---------- PASSAGE SHOWN ----------

May 2026 · Tactical Guide

Every category has them. "Best Buffer alternatives." "10 Pitchbox alternatives for link building." "Top Hootsuite alternatives 2026." For a B2B SaaS founder, these articles are some of the highest-converting placements available, because the reader is already shopping for what you sell.

Most founders ignore them. Either they don't know how to get in, or they send a one-line "please add my tool" email that gets deleted. This guide is the editorial workflow that actually lands placements: how to find the right articles, how to pitch in a way that gets accepted, and how to scale the process without burning relationships.

Why "alternatives" articles convert better than almost anything

Three reasons.

1. Search intent is hard commercial. Someone Googling "Mailchimp alternatives" has already decided to buy email software. They're not researching the category, they're comparing options. That's later-funnel than even your own product page traffic, where some visitors are still figuring out if they need a tool at all.

2. Visitors are pre-qualified by category. If they searched a competitor of yours, they're in your prospect universe. They're the right ICP, the right job-to-be-done, the right buying moment.

3. The links compound for years. Unlike a guest post that ranks for a few months and decays, ranking "alternatives" articles get updated and maintained because the editor relies on them for ongoing traffic. Your placement stays in front of buyers for as long as the article keeps ranking.

One placement on a ranking "alternatives" article often produces more qualified trial signups than 50 placements on generic directory sites.

The two ways in (and the right one to pick)

---------- SOURCE EXCERPT ----------

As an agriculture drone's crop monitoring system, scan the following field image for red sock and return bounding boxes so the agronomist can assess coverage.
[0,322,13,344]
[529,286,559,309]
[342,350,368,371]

----------

-- PROBLEM SET --
a: Reproduce the part of the guide on alternatives articles starting at "Every category has" and ending at "what you sell.".
b: Summarize the guide on alternatives articles in two sentences.
Work only from the guide on alternatives articles, not from the listing.

-- FULL ANSWERS --
a:
Every category has them. "Best Buffer alternatives." "10 Pitchbox alternatives for link building." "Top Hootsuite alternatives 2026." For a B2B SaaS founder, these articles are some of the highest-converting placements available, because the reader is already shopping for what you sell.

b: "Alternatives" articles are some of the highest-converting placements for B2B SaaS founders because their readers are already shopping, yet most founders either don't know how to get in or send a one-line request that gets deleted, so the guide offers a workflow for finding the right articles, pitching successfully and scaling without burning relationships. These articles convert well because the search intent is commercial, visitors are pre-qualified by category, and the links keep paying off for years as editors maintain ranking articles, so one placement often yields more qualified trial signups than 50 on generic directory sites.